'''

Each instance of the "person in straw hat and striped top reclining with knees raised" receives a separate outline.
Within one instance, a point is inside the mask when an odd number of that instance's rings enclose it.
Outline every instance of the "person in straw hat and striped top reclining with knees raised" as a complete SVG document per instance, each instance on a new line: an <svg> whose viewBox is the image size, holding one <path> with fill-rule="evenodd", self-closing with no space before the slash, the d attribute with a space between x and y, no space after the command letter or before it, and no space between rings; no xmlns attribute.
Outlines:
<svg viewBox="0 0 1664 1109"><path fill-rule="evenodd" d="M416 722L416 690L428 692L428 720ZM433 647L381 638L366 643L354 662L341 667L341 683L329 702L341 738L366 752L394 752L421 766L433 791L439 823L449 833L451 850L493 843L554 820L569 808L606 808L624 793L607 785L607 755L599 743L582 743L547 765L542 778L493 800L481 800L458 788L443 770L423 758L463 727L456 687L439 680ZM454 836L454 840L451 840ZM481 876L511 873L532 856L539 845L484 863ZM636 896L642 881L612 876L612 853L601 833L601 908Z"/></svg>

'''

» Work instructions: When you reach the end of the records, set them all down again exactly.

» Response to this exercise:
Each instance of the "person in straw hat and striped top reclining with knees raised" receives a separate outline.
Within one instance, a point is inside the mask when an odd number of that instance's rings enclose it.
Outline every instance of the "person in straw hat and striped top reclining with knees raised" as a complete SVG document per instance, each instance on a new line: an <svg> whose viewBox is the image size, holding one <path> with fill-rule="evenodd", self-closing with no space before the slash, the d attribute with a space between x and y, no space after the command letter or before it, and no space between rings; no xmlns attribute.
Outlines:
<svg viewBox="0 0 1664 1109"><path fill-rule="evenodd" d="M416 722L416 690L428 692L428 720ZM433 647L381 638L366 643L354 662L341 667L341 683L329 702L341 738L366 752L394 752L421 766L433 791L439 823L449 833L451 850L493 843L554 820L569 808L606 808L624 793L607 785L607 755L599 743L582 743L547 765L542 778L493 800L481 800L458 788L443 770L423 758L463 727L456 687L439 680ZM454 836L454 840L451 840ZM481 876L511 873L532 856L539 845L484 863ZM636 896L642 881L612 876L612 853L601 833L601 908Z"/></svg>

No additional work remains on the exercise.